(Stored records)

---------------

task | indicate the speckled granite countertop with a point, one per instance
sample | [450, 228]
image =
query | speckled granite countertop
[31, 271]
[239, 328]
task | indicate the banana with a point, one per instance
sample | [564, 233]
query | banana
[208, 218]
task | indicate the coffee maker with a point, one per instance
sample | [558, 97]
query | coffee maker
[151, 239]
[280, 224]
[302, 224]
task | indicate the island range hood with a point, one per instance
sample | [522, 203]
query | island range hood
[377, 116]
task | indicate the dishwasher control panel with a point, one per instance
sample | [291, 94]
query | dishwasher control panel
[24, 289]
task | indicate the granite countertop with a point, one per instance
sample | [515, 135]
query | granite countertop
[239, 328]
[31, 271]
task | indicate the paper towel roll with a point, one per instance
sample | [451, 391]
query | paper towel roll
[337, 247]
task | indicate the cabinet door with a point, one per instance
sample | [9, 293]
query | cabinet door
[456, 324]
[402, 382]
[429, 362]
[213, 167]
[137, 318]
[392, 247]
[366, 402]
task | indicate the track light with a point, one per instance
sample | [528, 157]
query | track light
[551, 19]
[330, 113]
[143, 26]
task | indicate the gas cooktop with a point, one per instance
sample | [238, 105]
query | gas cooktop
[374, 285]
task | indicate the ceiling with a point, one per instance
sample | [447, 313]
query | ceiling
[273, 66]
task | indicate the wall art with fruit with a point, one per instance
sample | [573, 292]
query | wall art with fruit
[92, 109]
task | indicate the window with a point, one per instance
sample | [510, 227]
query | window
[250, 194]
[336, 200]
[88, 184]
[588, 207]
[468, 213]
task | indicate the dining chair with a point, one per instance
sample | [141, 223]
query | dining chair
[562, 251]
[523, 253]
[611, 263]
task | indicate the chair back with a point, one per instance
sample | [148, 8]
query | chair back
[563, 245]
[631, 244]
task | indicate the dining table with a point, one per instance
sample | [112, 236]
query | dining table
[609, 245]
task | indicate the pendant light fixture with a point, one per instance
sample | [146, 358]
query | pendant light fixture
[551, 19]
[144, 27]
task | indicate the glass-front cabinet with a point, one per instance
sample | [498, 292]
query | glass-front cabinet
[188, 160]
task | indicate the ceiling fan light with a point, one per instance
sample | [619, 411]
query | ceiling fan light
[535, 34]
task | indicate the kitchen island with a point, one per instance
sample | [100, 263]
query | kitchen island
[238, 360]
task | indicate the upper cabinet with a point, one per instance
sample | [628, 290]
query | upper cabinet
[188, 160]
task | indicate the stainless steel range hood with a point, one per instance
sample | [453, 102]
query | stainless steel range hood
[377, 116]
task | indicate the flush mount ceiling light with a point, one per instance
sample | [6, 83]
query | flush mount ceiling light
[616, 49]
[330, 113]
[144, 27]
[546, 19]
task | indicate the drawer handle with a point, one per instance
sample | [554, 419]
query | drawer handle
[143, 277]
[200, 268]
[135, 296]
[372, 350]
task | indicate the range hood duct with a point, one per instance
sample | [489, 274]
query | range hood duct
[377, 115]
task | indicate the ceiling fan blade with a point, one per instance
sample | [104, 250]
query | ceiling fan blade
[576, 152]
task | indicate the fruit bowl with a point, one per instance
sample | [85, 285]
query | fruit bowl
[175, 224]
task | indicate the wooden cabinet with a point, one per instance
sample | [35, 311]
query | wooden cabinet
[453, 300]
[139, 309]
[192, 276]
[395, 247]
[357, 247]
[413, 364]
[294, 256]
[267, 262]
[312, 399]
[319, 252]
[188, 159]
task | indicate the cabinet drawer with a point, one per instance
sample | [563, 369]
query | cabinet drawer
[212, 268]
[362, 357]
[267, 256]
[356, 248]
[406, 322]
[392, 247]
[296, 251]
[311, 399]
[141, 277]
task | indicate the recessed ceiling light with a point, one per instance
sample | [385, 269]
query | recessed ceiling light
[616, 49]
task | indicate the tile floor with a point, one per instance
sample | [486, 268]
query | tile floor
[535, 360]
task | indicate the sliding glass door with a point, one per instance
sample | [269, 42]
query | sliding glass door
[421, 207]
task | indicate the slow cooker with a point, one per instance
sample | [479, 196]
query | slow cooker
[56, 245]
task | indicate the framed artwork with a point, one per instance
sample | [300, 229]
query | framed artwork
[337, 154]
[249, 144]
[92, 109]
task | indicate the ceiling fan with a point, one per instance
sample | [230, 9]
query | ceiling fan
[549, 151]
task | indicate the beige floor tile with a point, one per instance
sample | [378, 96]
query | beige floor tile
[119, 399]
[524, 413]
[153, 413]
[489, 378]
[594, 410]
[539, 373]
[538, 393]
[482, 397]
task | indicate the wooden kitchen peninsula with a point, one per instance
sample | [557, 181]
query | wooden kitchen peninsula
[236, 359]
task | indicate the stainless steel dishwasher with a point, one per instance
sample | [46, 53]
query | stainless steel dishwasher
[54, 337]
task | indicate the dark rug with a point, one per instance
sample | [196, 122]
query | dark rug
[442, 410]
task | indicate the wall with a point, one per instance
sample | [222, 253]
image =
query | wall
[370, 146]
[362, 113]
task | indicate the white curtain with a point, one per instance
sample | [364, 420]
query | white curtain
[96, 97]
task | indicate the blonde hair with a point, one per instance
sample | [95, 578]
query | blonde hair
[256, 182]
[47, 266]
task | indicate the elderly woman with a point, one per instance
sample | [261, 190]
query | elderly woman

---------------

Exercise instructions:
Copy every line of the entries above verbatim, from the first to the last.

Exercise answer:
task | indicate the speckled granite countertop with a point, one per instance
sample | [450, 228]
image =
query | speckled granite countertop
[31, 271]
[239, 328]
task | indicate the banana with a point, one per instance
sample | [564, 233]
query | banana
[208, 218]
task | indicate the coffee maker with a point, one per instance
sample | [558, 97]
query | coffee maker
[151, 239]
[280, 224]
[302, 224]
task | indicate the island range hood with a point, one per instance
sample | [522, 203]
query | island range hood
[377, 116]
task | indicate the dishwasher control panel with a point, one per instance
sample | [291, 94]
query | dishwasher control panel
[24, 289]
task | indicate the granite countertop with a point, one per instance
sample | [515, 135]
query | granite countertop
[239, 328]
[31, 271]
task | indicate the paper towel roll with a point, one per instance
sample | [451, 391]
query | paper towel roll
[337, 247]
task | indicate the cabinet door with a point, one per instance
sample | [9, 293]
query | cabinet door
[456, 324]
[402, 382]
[429, 362]
[213, 167]
[137, 318]
[392, 247]
[366, 402]
task | indicate the track light with a point, one per instance
sample | [528, 157]
query | track light
[551, 19]
[330, 113]
[143, 26]
task | indicate the gas cooktop with a point, one per instance
sample | [238, 105]
query | gas cooktop
[374, 285]
task | indicate the ceiling with a point, one per instance
sample | [447, 313]
query | ceiling
[273, 66]
task | indicate the wall art with fruit with a point, one per instance
sample | [573, 292]
query | wall art with fruit
[92, 109]
task | indicate the window with a point, one per instance
sample | [510, 227]
query | window
[250, 194]
[336, 200]
[88, 184]
[588, 207]
[468, 213]
task | indicate the dining chair with a point, one per instance
sample | [141, 223]
query | dining chair
[562, 251]
[523, 253]
[611, 263]
task | indicate the chair back with a point, one per instance
sample | [148, 8]
query | chair back
[563, 245]
[631, 244]
task | indicate the dining table with a point, one per instance
sample | [112, 236]
query | dining table
[609, 245]
task | indicate the pendant light fixture with a point, one per instance
sample | [146, 358]
query | pendant light fixture
[551, 19]
[144, 27]
task | indicate the glass-front cabinet with a point, one per instance
sample | [498, 292]
query | glass-front cabinet
[188, 160]
task | indicate the ceiling fan light with a point, one per instance
sample | [619, 411]
query | ceiling fan light
[535, 34]
task | indicate the kitchen island with a point, one per instance
sample | [100, 263]
query | kitchen island
[238, 360]
task | indicate the upper cabinet with a point, one per instance
sample | [628, 290]
query | upper cabinet
[188, 160]
task | indicate the stainless steel range hood with a point, one per instance
sample | [453, 102]
query | stainless steel range hood
[377, 116]
task | indicate the flush mount ceiling light with a point, one per instance
sample | [6, 83]
query | flush mount ceiling light
[616, 49]
[330, 113]
[144, 27]
[546, 19]
task | indicate the drawer handle with a point, one per instance
sample | [554, 419]
query | drawer handle
[143, 277]
[200, 268]
[135, 296]
[372, 350]
task | indicate the range hood duct with a point, one per instance
sample | [489, 274]
query | range hood duct
[377, 115]
task | indicate the ceiling fan blade with a point, one per instance
sample | [104, 250]
query | ceiling fan blade
[576, 152]
task | indicate the fruit bowl with a point, one per instance
sample | [85, 285]
query | fruit bowl
[175, 224]
task | indicate the wooden cabinet with a point, one per instance
sample | [35, 311]
query | wooden cabinet
[453, 300]
[139, 309]
[192, 276]
[395, 247]
[357, 247]
[413, 364]
[294, 256]
[267, 262]
[312, 399]
[319, 252]
[188, 159]
task | indicate the cabinet drawer with a point, one per instance
sample | [563, 369]
query | cabinet drawer
[212, 268]
[362, 357]
[267, 256]
[356, 248]
[406, 322]
[392, 247]
[296, 251]
[311, 399]
[141, 277]
task | indicate the recessed ceiling light with a point, one per instance
sample | [385, 269]
query | recessed ceiling light
[616, 49]
task | indicate the tile floor with a point, one per instance
sample | [486, 268]
query | tile floor
[535, 360]
task | indicate the sliding glass door with a point, one per instance
sample | [269, 42]
query | sliding glass door
[421, 207]
task | indicate the slow cooker with a point, one per instance
sample | [479, 196]
query | slow cooker
[56, 245]
task | indicate the framed artwork with a point, one per instance
sample | [300, 229]
query | framed artwork
[337, 154]
[249, 144]
[92, 109]
task | indicate the ceiling fan with a point, one per instance
sample | [230, 9]
query | ceiling fan
[549, 151]
task | indicate the beige floor tile with a point, one per instance
sample | [378, 96]
query | beige floor tile
[119, 399]
[524, 413]
[153, 413]
[489, 378]
[594, 410]
[539, 373]
[538, 393]
[482, 397]
task | indicate the wooden kitchen peninsula with a point, one per instance
sample | [557, 181]
query | wooden kitchen peninsula
[236, 359]
task | indicate the stainless steel dishwasher with a point, one per instance
sample | [46, 53]
query | stainless steel dishwasher
[54, 337]
task | indicate the dark rug with a point, one per instance
sample | [196, 122]
query | dark rug
[442, 410]
task | indicate the wall with a point, one per instance
sample | [222, 253]
image =
query | wall
[370, 146]
[362, 113]
task | indicate the white curtain with a point, one per instance
sample | [364, 420]
query | white curtain
[96, 97]
task | indicate the blonde hair with a point, one per instance
sample | [95, 578]
query | blonde hair
[256, 182]
[47, 266]
task | indicate the elderly woman with a point, one per instance
sample | [261, 190]
query | elderly woman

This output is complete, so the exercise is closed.